start

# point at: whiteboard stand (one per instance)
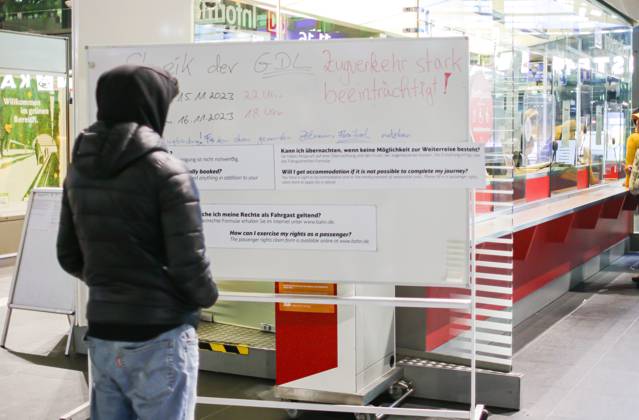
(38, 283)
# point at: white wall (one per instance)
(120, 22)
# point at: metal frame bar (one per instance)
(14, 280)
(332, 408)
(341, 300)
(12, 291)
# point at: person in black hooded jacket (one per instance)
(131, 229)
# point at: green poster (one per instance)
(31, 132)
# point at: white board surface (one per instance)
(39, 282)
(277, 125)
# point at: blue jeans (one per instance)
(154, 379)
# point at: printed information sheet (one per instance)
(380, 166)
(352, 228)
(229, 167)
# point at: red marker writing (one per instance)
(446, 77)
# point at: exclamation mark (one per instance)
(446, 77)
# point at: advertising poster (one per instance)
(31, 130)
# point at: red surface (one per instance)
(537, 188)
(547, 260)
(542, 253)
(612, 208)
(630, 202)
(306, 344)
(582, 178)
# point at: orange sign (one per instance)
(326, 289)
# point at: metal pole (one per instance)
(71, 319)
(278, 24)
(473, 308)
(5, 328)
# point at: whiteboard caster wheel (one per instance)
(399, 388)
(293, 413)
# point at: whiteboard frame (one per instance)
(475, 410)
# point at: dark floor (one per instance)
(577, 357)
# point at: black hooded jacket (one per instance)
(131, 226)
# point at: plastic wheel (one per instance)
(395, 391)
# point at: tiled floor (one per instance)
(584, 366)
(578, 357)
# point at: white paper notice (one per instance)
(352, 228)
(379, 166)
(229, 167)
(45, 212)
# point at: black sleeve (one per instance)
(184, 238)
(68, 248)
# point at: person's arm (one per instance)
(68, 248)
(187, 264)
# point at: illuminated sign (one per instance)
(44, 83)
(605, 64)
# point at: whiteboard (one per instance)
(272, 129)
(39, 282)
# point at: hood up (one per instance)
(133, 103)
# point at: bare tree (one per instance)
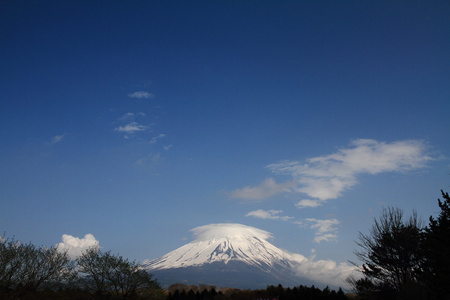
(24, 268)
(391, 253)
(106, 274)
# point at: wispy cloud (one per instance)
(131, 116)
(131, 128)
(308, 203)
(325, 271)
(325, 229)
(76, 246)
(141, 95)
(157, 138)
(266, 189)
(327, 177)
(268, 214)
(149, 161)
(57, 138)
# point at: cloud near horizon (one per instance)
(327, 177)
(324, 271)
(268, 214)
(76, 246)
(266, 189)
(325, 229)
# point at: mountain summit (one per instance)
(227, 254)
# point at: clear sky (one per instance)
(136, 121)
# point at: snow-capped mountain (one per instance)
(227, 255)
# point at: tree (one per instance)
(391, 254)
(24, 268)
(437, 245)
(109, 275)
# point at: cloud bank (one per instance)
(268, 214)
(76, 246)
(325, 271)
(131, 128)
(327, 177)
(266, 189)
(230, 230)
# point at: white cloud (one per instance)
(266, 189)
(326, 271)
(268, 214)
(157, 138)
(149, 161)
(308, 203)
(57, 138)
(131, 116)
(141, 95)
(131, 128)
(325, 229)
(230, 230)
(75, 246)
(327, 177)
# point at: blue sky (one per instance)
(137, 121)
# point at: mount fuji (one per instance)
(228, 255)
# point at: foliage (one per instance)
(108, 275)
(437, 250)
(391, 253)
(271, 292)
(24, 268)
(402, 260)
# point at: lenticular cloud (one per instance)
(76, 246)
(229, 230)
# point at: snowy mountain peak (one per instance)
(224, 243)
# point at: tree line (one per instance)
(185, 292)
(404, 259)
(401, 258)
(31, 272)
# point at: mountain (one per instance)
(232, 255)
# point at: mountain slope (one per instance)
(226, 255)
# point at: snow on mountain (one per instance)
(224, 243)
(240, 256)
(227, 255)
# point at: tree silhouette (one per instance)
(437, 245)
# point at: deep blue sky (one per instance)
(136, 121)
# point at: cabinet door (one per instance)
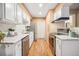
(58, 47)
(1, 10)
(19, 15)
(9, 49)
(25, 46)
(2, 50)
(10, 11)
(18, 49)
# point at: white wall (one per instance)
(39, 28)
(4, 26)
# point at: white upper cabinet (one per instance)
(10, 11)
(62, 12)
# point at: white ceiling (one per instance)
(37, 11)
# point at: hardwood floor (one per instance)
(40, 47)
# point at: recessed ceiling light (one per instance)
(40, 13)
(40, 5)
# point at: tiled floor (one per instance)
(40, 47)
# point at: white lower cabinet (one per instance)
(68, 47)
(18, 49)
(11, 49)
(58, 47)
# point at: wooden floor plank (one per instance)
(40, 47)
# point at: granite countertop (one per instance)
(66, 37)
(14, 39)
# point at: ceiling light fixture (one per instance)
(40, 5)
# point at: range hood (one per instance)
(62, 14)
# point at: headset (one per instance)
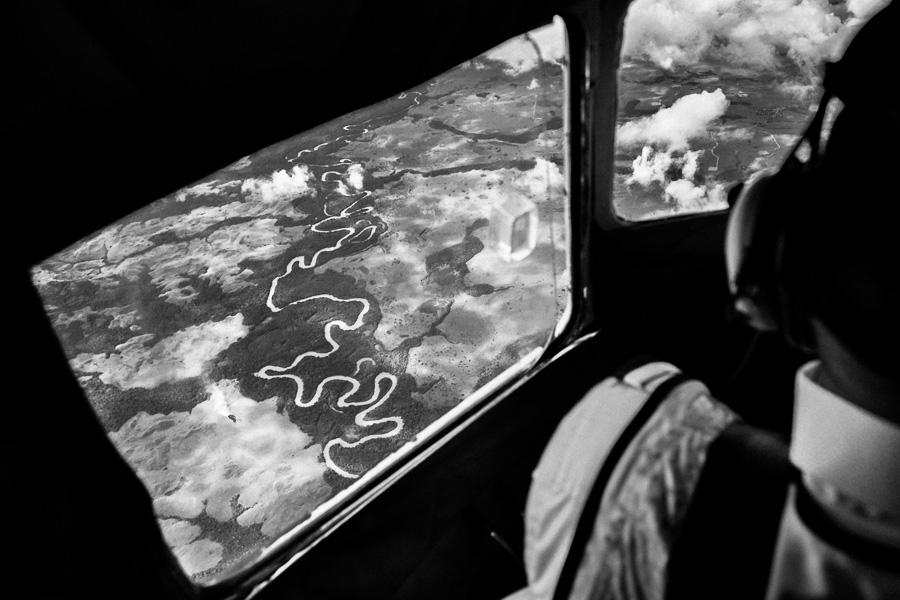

end

What to do:
Please rewrite all the entries above, changing "one per instance" to "one per item" wherever it appears and keeping everything else the same. Leave out the pictures.

The reply:
# point at: whiteboard stand (one per item)
(38, 283)
# point at: white wall (one per item)
(120, 22)
# point at: metal frame bar (one per item)
(14, 280)
(332, 408)
(341, 300)
(12, 291)
# point at: person in black hooded jacket (one per item)
(131, 229)
# point at: green poster (one per item)
(31, 132)
# point at: white board surface (one per item)
(39, 282)
(277, 125)
# point at: blue jeans (one per item)
(154, 379)
# point at: printed information sheet (one per item)
(380, 166)
(352, 228)
(229, 167)
# point at: red marker writing (one per item)
(446, 77)
# point at: exclamation mark (one per item)
(446, 77)
# point at: advertising poster (one per item)
(31, 130)
# point at: red surface (one per item)
(537, 188)
(547, 260)
(542, 253)
(612, 208)
(630, 202)
(306, 344)
(582, 178)
# point at: orange sign (one per item)
(326, 289)
# point at: metal pole (one per item)
(71, 319)
(278, 24)
(473, 308)
(5, 328)
# point at: whiteboard caster wheel (one per item)
(399, 388)
(293, 413)
# point at: whiteboard frame (one per item)
(475, 410)
# point at: dark floor (one per item)
(577, 357)
# point at: black hooded jacket (one per item)
(131, 226)
# point at: plastic wheel (one per item)
(395, 391)
# point at: tiled floor (one per item)
(584, 366)
(578, 357)
# point at: white paper notice (one per item)
(352, 228)
(379, 166)
(229, 167)
(45, 212)
# point at: black sleeve (one per item)
(184, 238)
(68, 248)
# point at: person's arm (one per item)
(68, 248)
(187, 264)
# point at: illuminated sign (one per item)
(44, 83)
(605, 64)
# point at: whiteboard (one per item)
(272, 129)
(39, 282)
# point at: hood up (one per item)
(133, 103)
# point at: bare tree (one per item)
(24, 268)
(391, 253)
(106, 274)
# point at: wispy cloud (one per item)
(131, 116)
(131, 128)
(308, 203)
(325, 271)
(325, 229)
(76, 246)
(141, 95)
(157, 138)
(266, 189)
(327, 177)
(268, 214)
(149, 161)
(57, 138)
# point at: cloud near horizon (one per item)
(327, 177)
(324, 271)
(268, 214)
(76, 246)
(266, 189)
(325, 229)
# point at: mountain summit (one per item)
(227, 254)
# point at: clear sky (one per item)
(136, 121)
# point at: snow-capped mountain (one per item)
(227, 255)
# point at: tree (one per item)
(391, 254)
(24, 268)
(437, 245)
(109, 275)
# point at: cloud bank (one per item)
(268, 214)
(76, 246)
(325, 271)
(131, 128)
(327, 177)
(266, 189)
(230, 230)
# point at: white cloud (one per item)
(266, 189)
(326, 271)
(268, 214)
(157, 138)
(149, 161)
(308, 203)
(57, 138)
(131, 116)
(141, 95)
(131, 128)
(325, 229)
(230, 230)
(75, 246)
(327, 177)
# point at: blue sky (one per item)
(137, 121)
# point at: mount fuji (one per item)
(228, 255)
# point at: foliage (one per item)
(108, 275)
(437, 250)
(391, 253)
(271, 292)
(24, 268)
(402, 260)
# point at: lenticular cloud (one per item)
(76, 246)
(229, 230)
# point at: snowy mountain peak (one per item)
(224, 243)
# point at: tree line (one per item)
(185, 292)
(404, 259)
(401, 258)
(31, 272)
# point at: mountain (one per item)
(232, 255)
# point at: mountain slope (one per item)
(226, 255)
# point at: snow on mountain (one per item)
(224, 243)
(240, 256)
(227, 255)
# point at: tree silhouette (one per item)
(437, 245)
# point at: deep blue sky (one per item)
(136, 121)
# point at: cabinet door (one per item)
(58, 47)
(1, 10)
(19, 15)
(9, 49)
(25, 46)
(2, 50)
(10, 11)
(18, 49)
# point at: white wall (one per item)
(39, 28)
(4, 26)
# point at: white upper cabinet (one per item)
(10, 11)
(62, 12)
# point at: white ceiling (one per item)
(37, 11)
# point at: hardwood floor (one per item)
(40, 47)
# point at: recessed ceiling light (one per item)
(40, 13)
(40, 5)
# point at: tiled floor (one per item)
(40, 47)
# point at: white lower cabinet (one per item)
(68, 47)
(18, 49)
(11, 49)
(58, 47)
# point at: wooden floor plank (one per item)
(40, 47)
# point at: granite countertop (one per item)
(66, 37)
(14, 39)
# point at: ceiling light fixture (one per item)
(40, 5)
# point at: range hood (one per item)
(62, 14)
# point at: headset (one per item)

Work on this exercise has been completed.